Joan Didion / Notas en un cuaderno





Joan Didion, con su marido y su hija en 1976.
Joan Didion, con su marido y su hija en 1976. GETTY

Notas en un cuaderno

Joan Didion es una de esas inteligencias que se fijan demasiado en las cosas y en los humanos como para hacerse demasiadas ilusiones


ANTONIO MUÑOZ MOLINA
24 MAR 2017 - 18:09 COT


Con esa precisión que es tan propia de su manera de expresarse, lo mismo escribiendo que contestando a una entrevista, Joan Didion resume así su técnica como escritora de crónicas: “Fui a tal sitio, esto es lo que vi”. En el verano de 1970 Didion estuvo viajando en coche durante un mes por el sur de Estados Unidos, Luisiana y Misisipi, sobre todo, algo de Alabama. Iba con su marido, el novelista John Gregory Dunne, y no tenía un encargo de ninguna revista, ni tampoco un propósito claro. Durante el viaje tomó notas en un cuaderno, borradores que no estaba segura de para qué podían servirle. Unas veces las notas eran entradas de diario; otras, observaciones breves, resúmenes de conversaciones escuchadas en una cafetería, o junto a la piscina de un hotel, o en la peluquería.
En 1970, con 36 años, Joan Didion estaba en una plenitud de su vida y de su trabajo. La hija que habían adoptado ella y su marido tenía cuatro años. Didion escribía crónicas y libros hechos de una mezcla singular de confesión contenida y observación del mundo. Su mirada sobre los fervores contraculturales de los sesenta era muy próxima, porque vivió en medio de ellos, pero también desapegada y bastante irónica. Joan Didion es una de esas inteligencias muy realistas que se fijan demasiado en las cosas y en los seres humanos como para hacerse demasiadas ilusiones sobre ellos, o para dejarse llevar por abstracciones celebradoras o condenatorias. El mundo es como es. Y comprender algo requiere un extraordinario ejercicio de atención que no siempre lleva a conclusiones satisfactorias. En 1970, al final de una década de enormes transmutaciones, expectativas y desastres, podía parecer que de un modo u otro algunos avances irreversibles se habían conquistado, que el mundo ya no era el mismo que antes de la lucha por los derechos civiles, los diversos magnicidios, el Mayo de París, la Primavera de Praga, Sargent Pepper’s, los anticonceptivos, la irrupción doble del feminismo y la militancia gay, etcétera. Las personas queremos incorregiblemente creer en el progreso y alimentamos esa creencia con historias que empiezan y terminan, con un final en el fondo positivo, con un final, algún tipo de redención.

◆ INFORMACIÓN EXTRAÍDA
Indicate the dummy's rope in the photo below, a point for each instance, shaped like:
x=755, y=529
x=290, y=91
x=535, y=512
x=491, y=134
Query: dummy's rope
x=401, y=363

==

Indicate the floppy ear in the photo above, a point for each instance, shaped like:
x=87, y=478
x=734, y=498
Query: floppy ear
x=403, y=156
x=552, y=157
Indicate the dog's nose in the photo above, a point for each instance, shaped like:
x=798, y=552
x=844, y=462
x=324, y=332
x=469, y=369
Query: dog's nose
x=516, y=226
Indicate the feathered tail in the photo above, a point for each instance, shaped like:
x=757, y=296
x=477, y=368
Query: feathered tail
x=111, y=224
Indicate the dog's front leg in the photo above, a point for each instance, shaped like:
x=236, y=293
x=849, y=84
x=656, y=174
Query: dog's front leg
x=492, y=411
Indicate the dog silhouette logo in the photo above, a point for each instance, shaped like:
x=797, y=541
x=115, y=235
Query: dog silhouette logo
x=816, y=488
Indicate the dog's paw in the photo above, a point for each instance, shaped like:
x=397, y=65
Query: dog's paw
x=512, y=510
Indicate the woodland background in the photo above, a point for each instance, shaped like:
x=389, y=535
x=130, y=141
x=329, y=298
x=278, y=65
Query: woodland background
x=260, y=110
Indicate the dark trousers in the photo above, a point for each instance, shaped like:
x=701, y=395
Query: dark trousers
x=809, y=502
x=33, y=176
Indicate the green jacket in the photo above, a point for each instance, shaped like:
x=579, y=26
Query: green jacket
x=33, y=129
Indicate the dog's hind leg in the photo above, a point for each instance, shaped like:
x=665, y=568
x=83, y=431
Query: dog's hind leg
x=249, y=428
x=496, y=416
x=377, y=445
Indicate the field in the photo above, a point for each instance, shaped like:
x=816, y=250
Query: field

==

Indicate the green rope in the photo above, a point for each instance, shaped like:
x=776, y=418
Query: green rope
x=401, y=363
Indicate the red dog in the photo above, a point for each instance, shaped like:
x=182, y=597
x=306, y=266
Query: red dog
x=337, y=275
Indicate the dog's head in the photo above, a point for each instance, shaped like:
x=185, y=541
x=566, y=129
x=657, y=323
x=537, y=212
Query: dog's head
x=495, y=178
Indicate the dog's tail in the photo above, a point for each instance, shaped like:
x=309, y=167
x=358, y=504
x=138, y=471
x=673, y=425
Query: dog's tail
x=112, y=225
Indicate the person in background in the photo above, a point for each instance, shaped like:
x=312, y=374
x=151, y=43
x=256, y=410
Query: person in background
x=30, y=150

◆ QUÉ HARÁS
(a) Extrae del texto sobre Joan Didion el tramo comprendido entre "ANTONIO MUÑOZ MOLINA" y "en la peluquería.", ambos incluidos.
(b) Responde estas preguntas según el texto sobre Joan Didion:
(i) ¿Cuánto tiempo duró el viaje en coche de Didion por el sur de Estados Unidos en el verano de 1970?
(ii) ¿Qué edad tenía Joan Didion en 1970?
(iii) ¿Cuántos años tenía en 1970 la hija que había adoptado con su marido?

◆ RESPUESTAS
(a)
ANTONIO MUÑOZ MOLINA
24 MAR 2017 - 18:09 COT


Con esa precisión que es tan propia de su manera de expresarse, lo mismo escribiendo que contestando a una entrevista, Joan Didion resume así su técnica como escritora de crónicas: “Fui a tal sitio, esto es lo que vi”. En el verano de 1970 Didion estuvo viajando en coche durante un mes por el sur de Estados Unidos, Luisiana y Misisipi, sobre todo, algo de Alabama. Iba con su marido, el novelista John Gregory Dunne, y no tenía un encargo de ninguna revista, ni tampoco un propósito claro. Durante el viaje tomó notas en un cuaderno, borradores que no estaba segura de para qué podían servirle. Unas veces las notas eran entradas de diario; otras, observaciones breves, resúmenes de conversaciones escuchadas en una cafetería, o junto a la piscina de un hotel, o en la peluquería.

(b)
(i) Un mes.
(ii) 36 años.
(iii) Cuatro años.